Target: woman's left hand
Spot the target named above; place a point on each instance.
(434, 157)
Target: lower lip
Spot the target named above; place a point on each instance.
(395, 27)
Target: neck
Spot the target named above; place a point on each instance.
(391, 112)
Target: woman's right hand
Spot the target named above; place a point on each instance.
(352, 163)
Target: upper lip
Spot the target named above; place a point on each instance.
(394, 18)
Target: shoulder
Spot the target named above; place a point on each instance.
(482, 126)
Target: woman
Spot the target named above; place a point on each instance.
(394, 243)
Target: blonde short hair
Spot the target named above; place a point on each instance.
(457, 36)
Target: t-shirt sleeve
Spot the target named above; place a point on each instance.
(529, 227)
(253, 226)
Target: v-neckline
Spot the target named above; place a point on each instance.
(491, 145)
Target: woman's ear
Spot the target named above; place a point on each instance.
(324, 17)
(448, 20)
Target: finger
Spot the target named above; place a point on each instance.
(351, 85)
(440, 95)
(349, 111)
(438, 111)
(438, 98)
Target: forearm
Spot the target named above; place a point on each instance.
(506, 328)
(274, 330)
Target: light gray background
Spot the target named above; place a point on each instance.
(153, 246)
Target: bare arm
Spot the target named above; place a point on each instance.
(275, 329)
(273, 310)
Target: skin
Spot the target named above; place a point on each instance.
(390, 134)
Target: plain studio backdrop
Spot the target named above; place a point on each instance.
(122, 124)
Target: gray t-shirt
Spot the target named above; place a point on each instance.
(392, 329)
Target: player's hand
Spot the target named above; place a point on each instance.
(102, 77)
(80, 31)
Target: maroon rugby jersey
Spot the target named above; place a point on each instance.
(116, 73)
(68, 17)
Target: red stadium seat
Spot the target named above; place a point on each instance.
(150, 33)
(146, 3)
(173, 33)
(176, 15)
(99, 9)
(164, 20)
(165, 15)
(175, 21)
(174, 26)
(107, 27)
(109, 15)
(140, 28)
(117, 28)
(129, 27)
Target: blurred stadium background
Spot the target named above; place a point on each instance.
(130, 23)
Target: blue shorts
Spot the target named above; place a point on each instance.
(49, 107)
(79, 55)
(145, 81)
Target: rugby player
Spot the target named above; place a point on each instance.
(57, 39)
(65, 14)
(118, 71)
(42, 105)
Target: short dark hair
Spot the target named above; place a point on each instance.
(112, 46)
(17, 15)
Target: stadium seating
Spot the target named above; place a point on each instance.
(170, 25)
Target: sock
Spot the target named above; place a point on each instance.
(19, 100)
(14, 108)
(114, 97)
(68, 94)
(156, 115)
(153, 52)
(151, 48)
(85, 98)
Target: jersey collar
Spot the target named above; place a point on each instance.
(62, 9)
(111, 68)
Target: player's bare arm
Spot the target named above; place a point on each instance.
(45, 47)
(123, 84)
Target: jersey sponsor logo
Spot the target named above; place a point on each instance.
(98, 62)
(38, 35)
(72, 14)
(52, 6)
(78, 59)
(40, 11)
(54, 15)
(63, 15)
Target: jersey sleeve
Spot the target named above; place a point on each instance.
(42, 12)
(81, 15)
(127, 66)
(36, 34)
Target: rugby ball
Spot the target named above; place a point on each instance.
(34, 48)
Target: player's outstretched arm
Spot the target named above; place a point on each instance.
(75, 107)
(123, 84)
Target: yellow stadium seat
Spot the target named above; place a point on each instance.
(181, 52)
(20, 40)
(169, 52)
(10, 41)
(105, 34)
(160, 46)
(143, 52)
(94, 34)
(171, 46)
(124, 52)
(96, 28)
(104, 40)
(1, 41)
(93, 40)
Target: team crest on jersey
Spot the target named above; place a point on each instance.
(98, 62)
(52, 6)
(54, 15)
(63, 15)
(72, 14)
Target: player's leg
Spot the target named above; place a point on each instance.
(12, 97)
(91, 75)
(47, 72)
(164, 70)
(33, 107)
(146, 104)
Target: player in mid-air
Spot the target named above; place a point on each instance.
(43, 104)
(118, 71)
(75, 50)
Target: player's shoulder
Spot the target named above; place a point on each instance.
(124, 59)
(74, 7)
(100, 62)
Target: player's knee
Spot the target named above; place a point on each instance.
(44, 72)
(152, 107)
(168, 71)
⁂
## Problem description
Repeat the material above in full, keeping every word.

## Solution for this exercise
Target: woman's left hand
Spot the target named above; place a point on each instance.
(434, 157)
Target: lower lip
Spot the target named above; place a point on each instance.
(395, 27)
Target: neck
Spot the target named above; place a point on each instance.
(391, 112)
Target: woman's right hand
Spot the target named above; place a point on each instance.
(352, 163)
Target: upper lip
Spot the target named above; place a point on each instance.
(394, 18)
Target: shoulder
Spot the target named above; place a point on each instance.
(482, 126)
Target: woman
Spot the target named above; place a point on each instance.
(394, 243)
Target: blonde short hair
Spot the target named above; place a point on each instance.
(457, 36)
Target: t-shirt sleeve
Spot the target named above; place a point on each instance.
(529, 227)
(253, 226)
Target: v-neckline
Spot the target named above; place a point on each instance.
(491, 145)
Target: woman's ear
Spot the target named above; place a point on each instance.
(324, 17)
(448, 20)
Target: finger
Spot the target named above; place a point on each instance.
(351, 85)
(440, 95)
(349, 111)
(438, 111)
(438, 98)
Target: forearm
Spot the target named above; place a point on each instance.
(506, 328)
(274, 330)
Target: light gray background
Spot the target named above; place a point on each instance.
(153, 246)
Target: bare arm
Spot the target named above; place a point on each instance.
(275, 329)
(273, 310)
Target: skin
Spot the target named above; place a point on each instance.
(390, 134)
Target: plain studio backdrop
Spot the target named above; place a point on each instance.
(122, 124)
Target: gray t-shirt
Spot the target named above; place a point on each instance.
(392, 329)
Target: player's hand
Spot the target named above; place a point on each instance.
(102, 77)
(80, 31)
Target: maroon rugby jersey
Spot the target named above; place a point on each instance.
(116, 73)
(68, 17)
Target: red stadium seat
Spot the target named above; place a point on each instance.
(150, 33)
(146, 3)
(173, 33)
(176, 15)
(99, 9)
(164, 20)
(165, 15)
(175, 21)
(174, 26)
(107, 27)
(109, 15)
(140, 28)
(117, 28)
(129, 27)
Target: blurred stadium background
Spot the target named above; place a point on each instance.
(130, 23)
Target: blue shorts
Spot the target named above; place a point on each instance.
(49, 107)
(79, 55)
(145, 81)
Target: rugby player
Spot the target named above; place a point on each instance.
(57, 39)
(65, 14)
(118, 71)
(42, 105)
Target: short dark hair
Spot the target named above; place a point on each instance.
(112, 46)
(17, 15)
Target: stadium seating
Spot the target named above; place a point on each instance.
(170, 25)
Target: sock
Spot the target named above; place a point on each instance.
(19, 100)
(14, 108)
(114, 97)
(68, 94)
(156, 115)
(153, 52)
(151, 48)
(85, 98)
Target: jersey collar
Spot the target named above; place a point on each instance.
(62, 9)
(111, 68)
Target: player's bare arm
Spot the target named above; place a point on each instance.
(45, 47)
(123, 84)
Target: jersey sponsor logo
Spot the target named above; place a point on each instance.
(98, 62)
(38, 35)
(72, 14)
(52, 6)
(78, 59)
(40, 11)
(54, 15)
(63, 15)
Target: jersey sleeve
Spot the target named above; place a point on each instance.
(42, 12)
(81, 15)
(127, 66)
(36, 34)
Target: rugby ball
Spot the target named above; place a point on each instance.
(34, 48)
Target: player's outstretched arm
Spot the target named above; place a point on each instance.
(75, 107)
(123, 84)
Target: yellow stadium seat
Spot the target named above; place a point on each instance.
(181, 52)
(20, 40)
(169, 52)
(10, 41)
(105, 34)
(160, 46)
(143, 52)
(94, 34)
(171, 46)
(124, 52)
(96, 28)
(104, 40)
(1, 41)
(93, 40)
Target: team crest on jersey
Spot the target named above; place a point on each instance.
(98, 62)
(52, 6)
(54, 15)
(63, 15)
(72, 14)
Target: player's leg
Spot the target named above; place a point on each instance.
(12, 97)
(91, 75)
(47, 72)
(164, 70)
(33, 107)
(146, 104)
Target: player in mid-air
Spot the target named above; place a point on each instance.
(43, 104)
(118, 71)
(75, 50)
Target: player's shoulder
Spot the target named above; place a point on each instance.
(124, 59)
(74, 7)
(100, 62)
Target: player's knee
Spot the target named above; place a point on each instance.
(44, 72)
(152, 107)
(168, 71)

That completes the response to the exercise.